Trabajo requerido
(A) Responda, según el artículo sobre la palabra dada:
(i) ¿Qué significa "mos maiorum"?
(ii) ¿Qué prefirió Régulo antes que romper su palabra?
(iii) Entre los argentinos de la "Patria profunda", ¿qué valía más que una escritura?
(B) Redacte la continuación del artículo sobre la palabra dada a partir de su última oración.

Artículo
####################

Esta historia fue un elemento esencial en la educación del ciudadano romano: lo que los propios romanos llaman “mos maiorum”, las costumbres y comportamiento de los antepasados. Eran como un faro para los jóvenes. Roma fue grande porque amó sus tradiciones, su Historia grande y también las más pequeñas, como la de Régulo, alguien que prefirió morir a romper su palabra. Porque una vida sin honor no es verdadera vida.

Nosotros heredamos algo de ese respeto a la palabra dada. Por lo menos los argentinos de la “Patria profunda”. Un apretón de manos y la palabra valían más que una escritura: el honor personal era el tesoro más grande que una persona debía cuidar. Después llegaron los abogados, la codicia de los tenderos y mercachifles, las ambiciones de los políticos… Y arruinaron todo, confundiendo a la sociedad, postrándola ante su majestad el dinero... o la conveniencia… o la comodidad. Cuando la niebla es profunda los faros no se ven.

####################

Extractos de filas
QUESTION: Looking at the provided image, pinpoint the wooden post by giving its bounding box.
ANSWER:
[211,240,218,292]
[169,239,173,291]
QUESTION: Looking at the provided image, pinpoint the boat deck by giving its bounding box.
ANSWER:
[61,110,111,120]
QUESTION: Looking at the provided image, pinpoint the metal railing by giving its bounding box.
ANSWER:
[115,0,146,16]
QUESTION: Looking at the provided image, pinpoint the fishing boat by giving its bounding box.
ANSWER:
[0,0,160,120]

####################

Respuestas en orden
(A)
(i) Las costumbres y el comportamiento de los antepasados.
(ii) Morir.
(iii) Un apretón de manos y la palabra.

(B)
Si Marco Atilio Régulo hubiese sido del estilo de esos “porteños chantas” que andan por el mundo avergonzándonos, y encaran la vida como si fuese una partida de truco, entre guiños y mentiritas; si él, en vez de volver a Cartago a cumplir con su palabra, se hubiese quedado “pancho en su casa”, Roma no hubiese sido la civilización más grande de la Historia universal. Y desde ya, hoy no estaríamos hablando de él y admirando su determinación, su coraje y su amor por lo que era: un verdadero ciudadano romano. Ni más, ni menos.

Me acuerdo de un Presidente que tuvimos los argentinos (que no era porteño de nacimiento, pero sí de esencia) que dijo “una“ verdad: “si en la campaña política hubiese dicho lo que iba a hacer, nadie me votaba”. Reconoció que había mentido como lo suelen hacer casi todos los candidatos, pero no crean que lo hizo con arrepentimiento, sino para mostrarnos que era un “vivo bárbaro”. Y no se daba cuenta de que la mentira es siempre un mal. Y que el mal siempre nos perjudica.

Y por otro lado recuerdo al querido Carlos Di Fulvio cantándole a un simple paisano “susqueño”: “era de alma alentada / querendón y buen amigo, / fiel a la palabra dada / y capaz para un obligo...” Eran unos versos del poeta jujeño Jorge Calvetti que nos serviría escuchar para recordar que los argentinos somos, en verdad, de la raza de nuestro amigo Marco Atilio no de la del otro sujeto. Y que cuando lo olvidamos, nos perdemos…

- ¿Quieren que les cante esa canción o lo oímos a Di Fulvio con un par de sus amigos?

- No te ofendas abuelo, pero ellos cantan mejor.

- ¡Mucho mejor! Acá la encontré en YouTube: “Evocación del susqueño”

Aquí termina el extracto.